### What is required
What you give back should be only the lines from the one holding "Point out sky" through the final line of the records, each reproduced exactly.
··········
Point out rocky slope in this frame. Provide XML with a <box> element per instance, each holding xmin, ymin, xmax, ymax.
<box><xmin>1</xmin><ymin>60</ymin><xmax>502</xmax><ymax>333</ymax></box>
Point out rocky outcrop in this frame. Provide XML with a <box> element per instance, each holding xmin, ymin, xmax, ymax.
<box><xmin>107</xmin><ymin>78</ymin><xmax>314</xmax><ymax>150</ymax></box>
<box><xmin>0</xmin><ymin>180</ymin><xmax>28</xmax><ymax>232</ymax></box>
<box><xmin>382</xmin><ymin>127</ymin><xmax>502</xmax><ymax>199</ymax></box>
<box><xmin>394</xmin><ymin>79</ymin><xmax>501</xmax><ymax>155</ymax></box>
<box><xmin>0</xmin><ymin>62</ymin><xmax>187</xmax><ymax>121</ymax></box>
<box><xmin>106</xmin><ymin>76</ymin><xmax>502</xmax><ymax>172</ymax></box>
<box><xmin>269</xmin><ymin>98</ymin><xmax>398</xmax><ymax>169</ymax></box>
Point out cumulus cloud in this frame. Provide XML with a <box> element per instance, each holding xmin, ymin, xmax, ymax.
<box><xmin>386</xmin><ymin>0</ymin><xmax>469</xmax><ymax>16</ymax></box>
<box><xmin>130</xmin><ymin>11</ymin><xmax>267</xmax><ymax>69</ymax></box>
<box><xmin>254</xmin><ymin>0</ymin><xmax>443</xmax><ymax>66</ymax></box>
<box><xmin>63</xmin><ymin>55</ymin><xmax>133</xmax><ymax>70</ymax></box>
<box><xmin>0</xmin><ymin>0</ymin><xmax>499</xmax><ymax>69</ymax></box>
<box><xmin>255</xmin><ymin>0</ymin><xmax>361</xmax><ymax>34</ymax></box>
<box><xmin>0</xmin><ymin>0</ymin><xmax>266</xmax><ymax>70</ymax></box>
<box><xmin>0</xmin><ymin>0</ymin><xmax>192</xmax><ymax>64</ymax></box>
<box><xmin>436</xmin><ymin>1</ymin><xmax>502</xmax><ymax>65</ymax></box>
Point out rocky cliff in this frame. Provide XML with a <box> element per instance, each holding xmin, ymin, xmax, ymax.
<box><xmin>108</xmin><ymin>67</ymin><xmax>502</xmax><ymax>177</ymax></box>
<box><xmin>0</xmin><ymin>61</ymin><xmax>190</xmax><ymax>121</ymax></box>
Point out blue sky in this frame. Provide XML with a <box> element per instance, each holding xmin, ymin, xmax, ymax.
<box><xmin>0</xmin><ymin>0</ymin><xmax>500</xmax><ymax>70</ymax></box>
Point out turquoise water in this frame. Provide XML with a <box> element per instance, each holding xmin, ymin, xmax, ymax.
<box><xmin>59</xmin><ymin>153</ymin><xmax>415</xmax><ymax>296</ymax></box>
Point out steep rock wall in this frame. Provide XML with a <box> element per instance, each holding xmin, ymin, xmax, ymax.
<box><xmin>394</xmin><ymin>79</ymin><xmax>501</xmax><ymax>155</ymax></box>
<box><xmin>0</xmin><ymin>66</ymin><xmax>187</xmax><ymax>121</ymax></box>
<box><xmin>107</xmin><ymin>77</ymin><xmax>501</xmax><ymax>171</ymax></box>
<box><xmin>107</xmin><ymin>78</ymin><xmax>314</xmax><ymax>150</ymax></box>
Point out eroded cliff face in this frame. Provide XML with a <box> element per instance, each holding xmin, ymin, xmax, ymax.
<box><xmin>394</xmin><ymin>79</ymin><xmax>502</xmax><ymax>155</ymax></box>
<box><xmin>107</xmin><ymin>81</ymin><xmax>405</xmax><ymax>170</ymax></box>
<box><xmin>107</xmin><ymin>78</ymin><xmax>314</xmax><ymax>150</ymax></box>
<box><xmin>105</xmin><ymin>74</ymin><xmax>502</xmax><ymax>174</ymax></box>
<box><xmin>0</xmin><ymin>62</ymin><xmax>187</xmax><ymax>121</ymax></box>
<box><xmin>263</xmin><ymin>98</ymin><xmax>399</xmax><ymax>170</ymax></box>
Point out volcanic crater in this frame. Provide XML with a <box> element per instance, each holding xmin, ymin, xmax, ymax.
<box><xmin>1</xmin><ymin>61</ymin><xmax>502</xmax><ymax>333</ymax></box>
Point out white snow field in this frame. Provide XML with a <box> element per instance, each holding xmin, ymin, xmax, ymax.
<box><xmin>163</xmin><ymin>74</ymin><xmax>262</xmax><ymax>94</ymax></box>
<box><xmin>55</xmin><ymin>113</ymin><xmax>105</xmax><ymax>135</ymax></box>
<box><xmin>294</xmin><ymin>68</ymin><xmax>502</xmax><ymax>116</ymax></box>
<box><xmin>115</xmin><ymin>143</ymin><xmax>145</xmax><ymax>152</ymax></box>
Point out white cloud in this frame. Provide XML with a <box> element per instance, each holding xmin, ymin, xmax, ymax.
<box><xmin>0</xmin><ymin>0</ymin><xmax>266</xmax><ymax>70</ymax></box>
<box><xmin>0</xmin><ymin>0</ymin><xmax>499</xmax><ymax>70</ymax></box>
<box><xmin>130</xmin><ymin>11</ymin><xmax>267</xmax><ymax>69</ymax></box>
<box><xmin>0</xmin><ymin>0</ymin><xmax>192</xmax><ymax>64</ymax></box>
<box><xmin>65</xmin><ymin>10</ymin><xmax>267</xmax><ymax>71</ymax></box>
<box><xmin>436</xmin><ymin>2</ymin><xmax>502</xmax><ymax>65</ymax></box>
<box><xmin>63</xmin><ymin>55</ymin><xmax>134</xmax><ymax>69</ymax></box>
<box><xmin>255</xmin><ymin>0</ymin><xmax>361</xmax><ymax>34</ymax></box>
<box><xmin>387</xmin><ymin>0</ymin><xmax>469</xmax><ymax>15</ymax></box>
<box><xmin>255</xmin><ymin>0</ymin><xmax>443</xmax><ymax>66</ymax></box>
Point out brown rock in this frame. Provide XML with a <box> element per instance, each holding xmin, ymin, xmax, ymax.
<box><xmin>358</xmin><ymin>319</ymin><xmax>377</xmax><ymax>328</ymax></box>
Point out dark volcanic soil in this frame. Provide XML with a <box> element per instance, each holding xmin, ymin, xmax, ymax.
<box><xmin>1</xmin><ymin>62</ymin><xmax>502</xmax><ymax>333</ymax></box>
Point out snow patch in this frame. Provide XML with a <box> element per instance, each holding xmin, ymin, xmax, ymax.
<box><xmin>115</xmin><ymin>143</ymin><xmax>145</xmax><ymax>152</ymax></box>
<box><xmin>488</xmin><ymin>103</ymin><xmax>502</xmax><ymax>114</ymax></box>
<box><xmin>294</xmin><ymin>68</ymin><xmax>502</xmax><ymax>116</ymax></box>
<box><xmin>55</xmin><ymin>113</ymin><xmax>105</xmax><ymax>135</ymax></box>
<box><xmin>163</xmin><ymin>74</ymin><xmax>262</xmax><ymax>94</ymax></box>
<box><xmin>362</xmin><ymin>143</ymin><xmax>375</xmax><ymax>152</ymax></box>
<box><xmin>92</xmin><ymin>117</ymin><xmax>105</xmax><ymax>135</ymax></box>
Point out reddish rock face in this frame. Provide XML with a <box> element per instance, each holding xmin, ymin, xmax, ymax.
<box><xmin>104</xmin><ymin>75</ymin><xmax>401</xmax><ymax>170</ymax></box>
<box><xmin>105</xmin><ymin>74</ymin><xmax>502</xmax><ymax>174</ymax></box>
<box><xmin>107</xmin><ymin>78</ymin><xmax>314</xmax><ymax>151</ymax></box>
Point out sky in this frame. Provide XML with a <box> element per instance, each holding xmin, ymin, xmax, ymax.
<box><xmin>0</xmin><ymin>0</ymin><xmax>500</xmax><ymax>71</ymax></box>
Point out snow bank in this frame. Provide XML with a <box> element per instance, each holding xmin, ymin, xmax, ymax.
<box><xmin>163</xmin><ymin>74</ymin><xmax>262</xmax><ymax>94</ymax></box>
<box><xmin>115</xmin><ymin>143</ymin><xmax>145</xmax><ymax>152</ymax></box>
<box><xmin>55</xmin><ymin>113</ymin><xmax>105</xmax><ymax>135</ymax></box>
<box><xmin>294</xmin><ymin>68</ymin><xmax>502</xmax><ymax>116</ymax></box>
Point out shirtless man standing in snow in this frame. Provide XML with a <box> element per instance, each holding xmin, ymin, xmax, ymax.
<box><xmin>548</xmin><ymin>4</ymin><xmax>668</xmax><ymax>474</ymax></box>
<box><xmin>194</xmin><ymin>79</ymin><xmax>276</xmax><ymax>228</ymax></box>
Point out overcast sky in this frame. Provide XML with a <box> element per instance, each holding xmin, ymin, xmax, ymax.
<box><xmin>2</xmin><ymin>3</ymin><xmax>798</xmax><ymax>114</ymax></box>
··········
### The completed task
Point out sky in this frame. Provide XML with a <box> element per instance, each holding xmin, ymin, xmax, ymax.
<box><xmin>0</xmin><ymin>0</ymin><xmax>500</xmax><ymax>71</ymax></box>
Point out snow bank in this frame. Provide XML with a <box> element per instance, each holding xmin, ymin, xmax, ymax.
<box><xmin>163</xmin><ymin>74</ymin><xmax>262</xmax><ymax>94</ymax></box>
<box><xmin>115</xmin><ymin>143</ymin><xmax>145</xmax><ymax>152</ymax></box>
<box><xmin>55</xmin><ymin>113</ymin><xmax>105</xmax><ymax>135</ymax></box>
<box><xmin>294</xmin><ymin>68</ymin><xmax>502</xmax><ymax>116</ymax></box>
Point out shirtless man standing in snow in this frame. Provide XML with a <box> element per instance, each holding xmin, ymin, xmax, ymax.
<box><xmin>548</xmin><ymin>4</ymin><xmax>668</xmax><ymax>474</ymax></box>
<box><xmin>194</xmin><ymin>79</ymin><xmax>276</xmax><ymax>228</ymax></box>
Point out overcast sky in this frame. Provide XML with a <box> element per instance, each holding xmin, ymin, xmax, ymax.
<box><xmin>2</xmin><ymin>3</ymin><xmax>798</xmax><ymax>114</ymax></box>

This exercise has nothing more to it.